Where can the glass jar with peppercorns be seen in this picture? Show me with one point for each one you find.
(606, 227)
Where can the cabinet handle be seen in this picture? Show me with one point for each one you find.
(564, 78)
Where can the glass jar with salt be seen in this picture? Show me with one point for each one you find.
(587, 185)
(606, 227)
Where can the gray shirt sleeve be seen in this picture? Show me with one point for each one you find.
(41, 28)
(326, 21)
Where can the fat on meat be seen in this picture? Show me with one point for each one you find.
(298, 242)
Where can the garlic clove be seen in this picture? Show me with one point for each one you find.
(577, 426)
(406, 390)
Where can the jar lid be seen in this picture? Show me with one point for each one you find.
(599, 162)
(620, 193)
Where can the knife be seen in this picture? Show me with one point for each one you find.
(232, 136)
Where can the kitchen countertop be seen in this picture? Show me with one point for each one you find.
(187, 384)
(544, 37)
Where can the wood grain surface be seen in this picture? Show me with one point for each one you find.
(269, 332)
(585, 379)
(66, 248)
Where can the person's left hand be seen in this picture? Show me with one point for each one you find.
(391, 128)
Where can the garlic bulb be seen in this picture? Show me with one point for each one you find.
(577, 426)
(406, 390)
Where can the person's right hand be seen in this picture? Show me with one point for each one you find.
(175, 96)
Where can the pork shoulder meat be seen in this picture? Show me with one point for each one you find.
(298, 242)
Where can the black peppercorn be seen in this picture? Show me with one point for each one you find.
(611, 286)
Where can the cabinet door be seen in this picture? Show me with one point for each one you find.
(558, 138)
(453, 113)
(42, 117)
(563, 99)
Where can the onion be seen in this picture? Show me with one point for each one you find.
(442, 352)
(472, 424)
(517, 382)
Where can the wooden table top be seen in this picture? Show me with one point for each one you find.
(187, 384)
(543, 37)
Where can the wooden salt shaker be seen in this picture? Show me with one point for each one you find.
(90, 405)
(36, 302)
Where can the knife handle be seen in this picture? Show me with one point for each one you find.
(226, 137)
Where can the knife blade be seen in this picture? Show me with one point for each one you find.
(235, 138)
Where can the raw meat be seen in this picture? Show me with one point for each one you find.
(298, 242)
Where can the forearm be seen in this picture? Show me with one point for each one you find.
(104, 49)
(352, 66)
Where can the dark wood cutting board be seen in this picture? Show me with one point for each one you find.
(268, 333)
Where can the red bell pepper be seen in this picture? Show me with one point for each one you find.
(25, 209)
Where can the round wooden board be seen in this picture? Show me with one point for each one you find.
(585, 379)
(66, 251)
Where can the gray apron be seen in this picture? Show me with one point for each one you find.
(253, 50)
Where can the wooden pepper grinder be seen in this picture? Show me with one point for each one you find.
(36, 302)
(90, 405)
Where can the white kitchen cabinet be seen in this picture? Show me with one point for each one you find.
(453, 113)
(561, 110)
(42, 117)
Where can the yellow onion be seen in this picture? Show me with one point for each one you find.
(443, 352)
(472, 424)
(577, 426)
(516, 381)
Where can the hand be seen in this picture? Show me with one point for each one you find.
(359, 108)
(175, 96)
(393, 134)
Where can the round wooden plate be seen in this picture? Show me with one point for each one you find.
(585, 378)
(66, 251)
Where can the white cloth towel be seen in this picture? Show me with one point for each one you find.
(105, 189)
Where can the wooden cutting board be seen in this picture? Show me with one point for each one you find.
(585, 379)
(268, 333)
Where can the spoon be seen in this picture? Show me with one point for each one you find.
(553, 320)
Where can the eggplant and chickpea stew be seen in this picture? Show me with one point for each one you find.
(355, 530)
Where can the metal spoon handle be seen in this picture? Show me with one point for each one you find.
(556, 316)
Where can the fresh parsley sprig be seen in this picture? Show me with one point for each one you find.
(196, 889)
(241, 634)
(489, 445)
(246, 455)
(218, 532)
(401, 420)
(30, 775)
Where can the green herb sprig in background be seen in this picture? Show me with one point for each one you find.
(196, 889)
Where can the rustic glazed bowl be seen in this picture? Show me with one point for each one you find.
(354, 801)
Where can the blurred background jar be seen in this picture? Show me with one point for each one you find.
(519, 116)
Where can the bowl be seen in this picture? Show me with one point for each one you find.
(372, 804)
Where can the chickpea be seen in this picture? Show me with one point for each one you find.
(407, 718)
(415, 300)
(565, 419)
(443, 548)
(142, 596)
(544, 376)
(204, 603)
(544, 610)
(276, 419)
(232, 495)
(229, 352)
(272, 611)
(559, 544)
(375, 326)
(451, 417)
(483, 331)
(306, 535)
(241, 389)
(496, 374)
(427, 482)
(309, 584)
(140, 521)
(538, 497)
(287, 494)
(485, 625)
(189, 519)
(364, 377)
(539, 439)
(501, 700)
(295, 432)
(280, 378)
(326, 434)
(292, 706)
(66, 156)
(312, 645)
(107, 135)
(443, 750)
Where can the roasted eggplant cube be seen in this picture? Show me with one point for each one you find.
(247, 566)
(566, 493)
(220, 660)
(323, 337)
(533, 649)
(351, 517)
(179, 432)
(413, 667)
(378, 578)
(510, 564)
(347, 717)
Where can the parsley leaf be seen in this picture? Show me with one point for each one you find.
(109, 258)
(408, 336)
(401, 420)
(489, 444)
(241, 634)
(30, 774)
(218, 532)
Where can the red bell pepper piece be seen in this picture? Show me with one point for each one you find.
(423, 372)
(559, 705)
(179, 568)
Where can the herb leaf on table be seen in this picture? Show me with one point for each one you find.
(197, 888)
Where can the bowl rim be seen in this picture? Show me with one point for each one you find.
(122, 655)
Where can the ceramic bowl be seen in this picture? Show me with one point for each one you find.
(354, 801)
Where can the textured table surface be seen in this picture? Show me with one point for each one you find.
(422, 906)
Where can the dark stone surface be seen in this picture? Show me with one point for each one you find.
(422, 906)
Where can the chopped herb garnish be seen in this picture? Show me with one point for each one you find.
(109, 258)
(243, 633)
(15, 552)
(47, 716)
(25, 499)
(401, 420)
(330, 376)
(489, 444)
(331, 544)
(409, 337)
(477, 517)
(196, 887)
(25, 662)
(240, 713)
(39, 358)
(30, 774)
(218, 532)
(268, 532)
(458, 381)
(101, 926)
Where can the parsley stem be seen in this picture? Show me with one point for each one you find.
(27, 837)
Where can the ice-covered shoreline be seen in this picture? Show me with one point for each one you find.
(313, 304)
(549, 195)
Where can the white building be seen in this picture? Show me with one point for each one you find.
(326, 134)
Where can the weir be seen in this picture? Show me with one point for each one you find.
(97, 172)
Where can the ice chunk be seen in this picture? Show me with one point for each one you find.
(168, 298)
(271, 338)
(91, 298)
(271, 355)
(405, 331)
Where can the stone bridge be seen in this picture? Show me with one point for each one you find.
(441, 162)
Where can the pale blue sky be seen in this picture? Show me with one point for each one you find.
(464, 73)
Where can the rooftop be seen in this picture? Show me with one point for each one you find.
**********
Return all of the records above verbatim, reproducing every line without alteration.

• COMPLETED TASK
Where can the glass jar with peppercorns be seen in this picture? Show me with one point for each one you find.
(606, 227)
Where can the cabinet handle be seen in this picture? Show me with one point for each one you find.
(564, 78)
Where can the glass jar with salt be seen in this picture? Show me with one point for each one you find.
(587, 185)
(606, 227)
Where can the gray shirt sleeve be seen in this picture? Show me with one point for each one you find.
(41, 28)
(326, 21)
Where can the fat on meat be seen in this picture? Show me with one point for each one you find.
(298, 242)
Where can the garlic clove be seen in this picture? Show me with one point for each one you find.
(577, 426)
(406, 390)
Where can the jar lid be seen in this picture? Show me with one point for each one you find.
(599, 162)
(620, 193)
Where can the knife be seen in this picture? Show me with one point for each one you find.
(232, 136)
Where can the kitchen countertop be seen in this picture? Show me with one point for each one you find.
(187, 384)
(544, 37)
Where can the wood grain surface be seen in this picture? Show me with one point for each one you find.
(269, 332)
(585, 379)
(66, 248)
Where can the person's left hand be seen in this picture? Show me with one point for each one you find.
(391, 128)
Where can the garlic bulb be seen in this picture? Show me with one point for each one you find.
(577, 426)
(406, 390)
Where can the person's right hand be seen in this picture? Show me with one point for each one you find.
(175, 96)
Where can the pork shoulder meat be seen in this picture? Show me with one point for each one you find.
(298, 242)
Where can the black peppercorn be seen in this picture? Show me with one point for each one you find.
(611, 286)
Where can the cabinet door be seen in this picture? Show me with one point for each one you find.
(558, 138)
(453, 113)
(42, 117)
(563, 99)
Where can the onion be seen in this picture? Show me with one point for each one you find.
(442, 352)
(472, 424)
(517, 382)
Where can the wooden table top be seen in this picture? Show me with one point for each one you find.
(187, 384)
(543, 37)
Where can the wooden salt shaker be seen in this picture? Show me with one point for each one you find.
(90, 405)
(36, 302)
Where can the knife handle be seen in this picture? Show me with one point for each one you find.
(226, 137)
Where can the knife blade be seen in this picture? Show me with one point for each one you find.
(235, 138)
Where can the raw meat be seen in this picture? Show me with one point for each one you find.
(298, 242)
Where can the forearm be seen in this picture? Show me with one point for each one you find.
(104, 49)
(352, 66)
Where can the dark wood cutting board be seen in this picture? Show me with one point for each one you find.
(268, 333)
Where can the red bell pepper be seen in this picture? Show me with one point for each one you find.
(25, 209)
Where can the round wooden board be seen in this picture? Show me with one point for each one you find.
(585, 379)
(66, 251)
Where can the gray apron be seen in this picture? Show me with one point for each one you find.
(253, 50)
Where can the wooden pepper grinder be seen in this picture? Show me with one point for each one you find.
(36, 302)
(90, 405)
Where can the white kitchen cabinet be seen in this picture? Show me with one point for each one you find.
(453, 113)
(561, 110)
(42, 117)
Where can the yellow onion be seen in this picture? Show me with one point for each one you find.
(443, 352)
(472, 424)
(577, 426)
(516, 381)
Where can the hand be seen in this picture? Show me with one point for each one you find.
(359, 108)
(175, 96)
(393, 134)
Where can the round wooden plate be seen in this picture? Show me with one point for each one you find.
(585, 378)
(66, 251)
Where can the white cloth towel be seen in this picture? Show me with one point for each one you find.
(105, 189)
Where can the wooden cutting board be seen in this picture? Show me with one point for each one you find.
(585, 379)
(268, 333)
Where can the spoon be seen in this picture? Show me with one point for each one you find.
(553, 320)
Where can the eggplant and chickpea stew be seen in this picture? Show me with one point for each one you find.
(355, 530)
Where can the metal spoon handle be seen in this picture? Show me with one point for each one you find.
(556, 316)
Where can the fresh parsley sprig be seen in this picture? Show me with one point for each one you find.
(196, 889)
(241, 634)
(489, 445)
(246, 455)
(218, 532)
(401, 420)
(30, 775)
Where can the green herb sprig in background be seen in this picture? Show me with one point for each one you find.
(196, 889)
Where can the rustic glazed bowl be seen in this picture? Show me with one point for each one you find.
(354, 801)
Where can the blurred background jar be seen in this picture? Show me with one point for each one you find.
(519, 116)
Where can the bowl be seen in this picture? Show me with one point for each one you find.
(372, 804)
Where can the chickpea be seen in this picture? Show me with one point for each one you find.
(407, 718)
(415, 300)
(565, 419)
(443, 548)
(142, 596)
(544, 376)
(204, 603)
(544, 610)
(276, 419)
(232, 495)
(229, 352)
(272, 611)
(559, 544)
(375, 326)
(451, 417)
(483, 331)
(306, 535)
(241, 389)
(496, 374)
(427, 482)
(309, 584)
(140, 521)
(538, 497)
(287, 494)
(485, 625)
(189, 519)
(364, 377)
(539, 439)
(501, 700)
(295, 432)
(280, 378)
(326, 434)
(292, 706)
(66, 156)
(312, 645)
(107, 135)
(443, 750)
Where can the roasted eggplant cube be seen in this picture? Show me with one point for each one you find.
(247, 566)
(566, 493)
(220, 660)
(323, 337)
(533, 649)
(351, 517)
(179, 432)
(413, 667)
(378, 578)
(510, 564)
(347, 717)
Where can the parsley leaf be seen in this picture? Show me with one point for each one you find.
(109, 258)
(408, 336)
(401, 420)
(489, 444)
(241, 634)
(30, 774)
(218, 532)
Where can the red bell pepper piece be seen in this picture? Show me with one point for each one you find.
(423, 372)
(559, 705)
(179, 568)
Where can the herb leaf on table be seen in this picture? Show me with one point for each one you find.
(197, 888)
Where can the bowl rim be seen in this picture? Show me with one point for each one you find.
(122, 655)
Where can the ceramic bowl be seen in this picture? Show me with one point for each one you find.
(354, 801)
Where can the textured table surface be seen in this picture? Show me with one point for each one you find.
(422, 906)
Where can the dark stone surface be seen in this picture? Show me with one point for each one you find.
(422, 906)
Where can the chopped herb garnish be seen in this picture? Show me with one point for each one you find.
(109, 258)
(243, 633)
(15, 552)
(47, 716)
(25, 499)
(401, 420)
(330, 376)
(489, 444)
(331, 544)
(409, 337)
(477, 517)
(196, 887)
(25, 662)
(240, 713)
(39, 358)
(30, 774)
(218, 532)
(268, 532)
(458, 381)
(101, 926)
Where can the parsley stem be seen in this picture? Show me with one point for each one you find.
(27, 837)
Where can the ice-covered shoreline be seen in this picture? Show me with one point for each one you find.
(313, 304)
(549, 195)
Where can the white building be seen in this picture? Show me with one point for each one you find.
(326, 134)
Where can the weir be seen in this picture? Show me with one point for each one you find.
(97, 172)
Where can the ice chunk be seen in this picture? Show me with one point for each one you find.
(168, 298)
(271, 338)
(91, 298)
(271, 355)
(405, 331)
Where can the stone bridge be seen in this picture? Show me with one point for each one you find.
(441, 162)
Where can the pale blue sky be seen in this picture? Show me with one point for each one you find.
(464, 73)
Where can the rooftop be seen in this picture? Show me with one point for each one you find.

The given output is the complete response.